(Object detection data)
──────────

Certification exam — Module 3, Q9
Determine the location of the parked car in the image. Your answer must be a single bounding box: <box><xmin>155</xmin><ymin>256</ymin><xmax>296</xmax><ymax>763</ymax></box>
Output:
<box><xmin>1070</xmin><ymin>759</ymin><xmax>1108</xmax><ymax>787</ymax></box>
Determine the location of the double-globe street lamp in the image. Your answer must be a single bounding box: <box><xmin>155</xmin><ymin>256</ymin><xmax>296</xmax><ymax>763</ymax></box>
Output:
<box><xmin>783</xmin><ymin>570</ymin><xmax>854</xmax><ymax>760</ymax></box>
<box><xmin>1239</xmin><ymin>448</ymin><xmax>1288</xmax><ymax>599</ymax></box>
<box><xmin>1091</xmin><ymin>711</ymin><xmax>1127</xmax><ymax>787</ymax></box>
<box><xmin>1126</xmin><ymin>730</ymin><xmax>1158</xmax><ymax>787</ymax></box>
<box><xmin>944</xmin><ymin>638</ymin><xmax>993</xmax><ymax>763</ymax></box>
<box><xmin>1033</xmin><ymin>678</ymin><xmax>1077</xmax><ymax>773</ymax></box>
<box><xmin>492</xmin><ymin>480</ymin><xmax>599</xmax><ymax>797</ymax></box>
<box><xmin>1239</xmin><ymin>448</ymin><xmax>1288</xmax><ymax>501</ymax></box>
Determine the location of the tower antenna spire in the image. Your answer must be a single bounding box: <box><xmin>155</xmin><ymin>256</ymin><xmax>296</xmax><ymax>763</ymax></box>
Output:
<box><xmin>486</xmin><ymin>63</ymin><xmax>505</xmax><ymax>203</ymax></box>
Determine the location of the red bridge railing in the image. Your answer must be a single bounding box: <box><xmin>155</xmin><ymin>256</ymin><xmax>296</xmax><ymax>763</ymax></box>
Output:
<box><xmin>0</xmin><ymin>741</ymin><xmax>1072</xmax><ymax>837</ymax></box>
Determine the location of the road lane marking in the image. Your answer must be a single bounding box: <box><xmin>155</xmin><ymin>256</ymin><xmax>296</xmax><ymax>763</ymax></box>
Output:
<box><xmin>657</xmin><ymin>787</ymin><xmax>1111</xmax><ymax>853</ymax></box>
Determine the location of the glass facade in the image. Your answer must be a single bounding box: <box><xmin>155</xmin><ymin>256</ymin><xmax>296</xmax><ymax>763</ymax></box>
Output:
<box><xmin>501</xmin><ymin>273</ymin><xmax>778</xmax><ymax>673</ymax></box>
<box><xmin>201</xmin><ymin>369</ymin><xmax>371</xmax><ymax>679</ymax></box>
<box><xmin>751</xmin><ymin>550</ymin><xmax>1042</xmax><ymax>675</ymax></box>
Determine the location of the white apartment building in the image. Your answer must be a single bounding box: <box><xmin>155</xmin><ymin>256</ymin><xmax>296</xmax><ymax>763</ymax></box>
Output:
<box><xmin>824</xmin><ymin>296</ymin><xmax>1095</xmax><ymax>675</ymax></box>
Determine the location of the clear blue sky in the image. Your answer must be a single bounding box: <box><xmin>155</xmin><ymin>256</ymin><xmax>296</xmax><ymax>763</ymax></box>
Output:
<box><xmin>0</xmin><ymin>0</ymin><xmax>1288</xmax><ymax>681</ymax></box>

──────────

### Stated goal
Reproduce every record above word for word, with no changes.

### Answer for the task
Certification exam — Module 3, Q9
Determine the location of the parked car in the image. Your answer must be a single bounding box: <box><xmin>155</xmin><ymin>256</ymin><xmax>296</xmax><ymax>763</ymax></box>
Output:
<box><xmin>1070</xmin><ymin>759</ymin><xmax>1108</xmax><ymax>787</ymax></box>
Determine the location of the double-globe street lamp in the image. Your answer must be a single bounding box: <box><xmin>155</xmin><ymin>256</ymin><xmax>296</xmax><ymax>763</ymax></box>
Output:
<box><xmin>783</xmin><ymin>570</ymin><xmax>854</xmax><ymax>760</ymax></box>
<box><xmin>1239</xmin><ymin>448</ymin><xmax>1288</xmax><ymax>599</ymax></box>
<box><xmin>1091</xmin><ymin>711</ymin><xmax>1127</xmax><ymax>787</ymax></box>
<box><xmin>1126</xmin><ymin>730</ymin><xmax>1158</xmax><ymax>787</ymax></box>
<box><xmin>944</xmin><ymin>638</ymin><xmax>993</xmax><ymax>763</ymax></box>
<box><xmin>1033</xmin><ymin>678</ymin><xmax>1077</xmax><ymax>773</ymax></box>
<box><xmin>492</xmin><ymin>480</ymin><xmax>599</xmax><ymax>797</ymax></box>
<box><xmin>1239</xmin><ymin>448</ymin><xmax>1288</xmax><ymax>501</ymax></box>
Determine the location of the tower antenna spire in the image. Your answer must be a single bounding box: <box><xmin>155</xmin><ymin>256</ymin><xmax>296</xmax><ymax>763</ymax></box>
Output:
<box><xmin>486</xmin><ymin>63</ymin><xmax>505</xmax><ymax>203</ymax></box>
Determine the location of the red bridge railing in the image. Your answer must be a single bounding box: <box><xmin>155</xmin><ymin>256</ymin><xmax>296</xmax><ymax>763</ymax></box>
Output:
<box><xmin>0</xmin><ymin>741</ymin><xmax>1072</xmax><ymax>837</ymax></box>
Determine the location of the road lane marking in the image. Your answer must be a single bounding box: <box><xmin>155</xmin><ymin>256</ymin><xmax>296</xmax><ymax>763</ymax></box>
Output:
<box><xmin>657</xmin><ymin>787</ymin><xmax>1111</xmax><ymax>853</ymax></box>
Determine the location of the glass facade in the image. Your answer must be a single bounding box: <box><xmin>155</xmin><ymin>256</ymin><xmax>296</xmax><ymax>763</ymax></box>
Output:
<box><xmin>501</xmin><ymin>273</ymin><xmax>778</xmax><ymax>673</ymax></box>
<box><xmin>201</xmin><ymin>369</ymin><xmax>371</xmax><ymax>679</ymax></box>
<box><xmin>751</xmin><ymin>550</ymin><xmax>1042</xmax><ymax>675</ymax></box>
Determine the location of the white apartment building in the image. Your answer must be a single bounding box: <box><xmin>155</xmin><ymin>256</ymin><xmax>296</xmax><ymax>763</ymax></box>
Output:
<box><xmin>824</xmin><ymin>296</ymin><xmax>1095</xmax><ymax>675</ymax></box>
Determine the location of the clear blue sky in the image. Your answer must be a single bounding box: <box><xmin>155</xmin><ymin>256</ymin><xmax>296</xmax><ymax>763</ymax></box>
Output:
<box><xmin>0</xmin><ymin>0</ymin><xmax>1288</xmax><ymax>681</ymax></box>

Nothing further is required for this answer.